## THE EXERCISE
Write out the entries from the line with "Find the central" up to and including the line with "<point>197,189</point>", exactly as they appear.

## DATASET CONTENT
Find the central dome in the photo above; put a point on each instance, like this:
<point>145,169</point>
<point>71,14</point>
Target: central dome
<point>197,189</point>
* * *
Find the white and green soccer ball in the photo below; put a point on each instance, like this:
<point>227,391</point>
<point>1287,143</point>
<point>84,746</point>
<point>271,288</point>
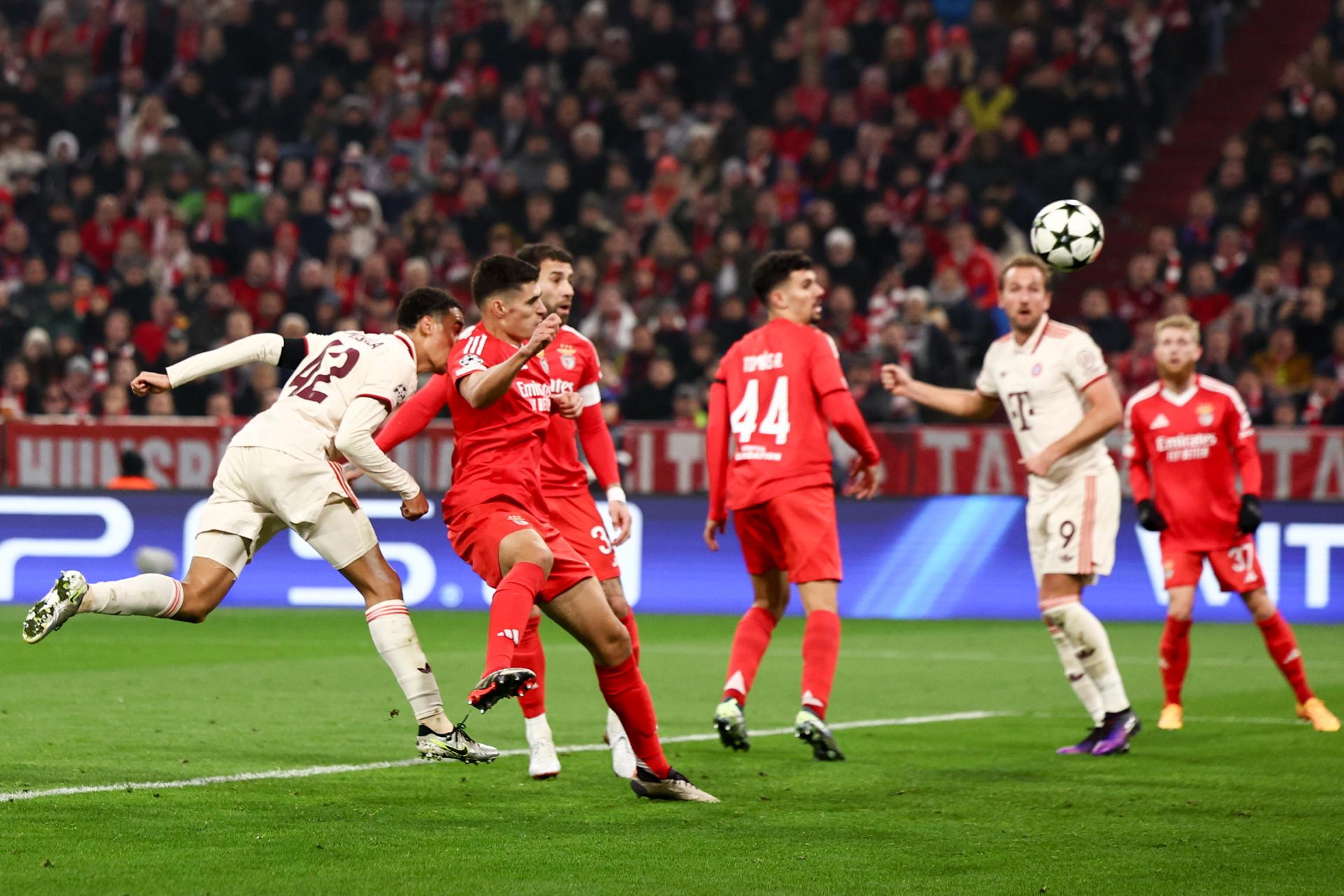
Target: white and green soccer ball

## REPLY
Find the central dome in the photo above; put a point on each instance, like this:
<point>145,169</point>
<point>71,14</point>
Target: central dome
<point>197,189</point>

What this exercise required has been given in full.